• _EXERCISE OBJECTIVE_
Give every entry below again, exactly as written, and skip the images.

• _DATASET EXTRACT_

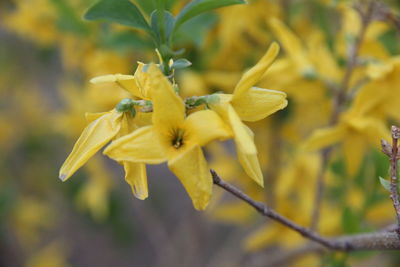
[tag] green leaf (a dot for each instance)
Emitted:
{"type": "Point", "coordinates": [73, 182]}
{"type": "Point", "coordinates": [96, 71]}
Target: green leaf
{"type": "Point", "coordinates": [196, 7]}
{"type": "Point", "coordinates": [169, 22]}
{"type": "Point", "coordinates": [385, 183]}
{"type": "Point", "coordinates": [118, 11]}
{"type": "Point", "coordinates": [350, 221]}
{"type": "Point", "coordinates": [181, 63]}
{"type": "Point", "coordinates": [67, 19]}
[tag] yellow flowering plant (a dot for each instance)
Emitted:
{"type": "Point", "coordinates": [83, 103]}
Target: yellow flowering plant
{"type": "Point", "coordinates": [172, 135]}
{"type": "Point", "coordinates": [298, 96]}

• _YOUR SOLUTION_
[tag] green leaf (a dot for each instance)
Emitted:
{"type": "Point", "coordinates": [73, 182]}
{"type": "Point", "coordinates": [96, 71]}
Target: green leaf
{"type": "Point", "coordinates": [196, 7]}
{"type": "Point", "coordinates": [169, 22]}
{"type": "Point", "coordinates": [385, 183]}
{"type": "Point", "coordinates": [118, 11]}
{"type": "Point", "coordinates": [350, 221]}
{"type": "Point", "coordinates": [181, 63]}
{"type": "Point", "coordinates": [67, 19]}
[tag] yellow flowering plant (a dot for each instance)
Emitted:
{"type": "Point", "coordinates": [83, 103]}
Target: yellow flowering plant
{"type": "Point", "coordinates": [172, 135]}
{"type": "Point", "coordinates": [298, 96]}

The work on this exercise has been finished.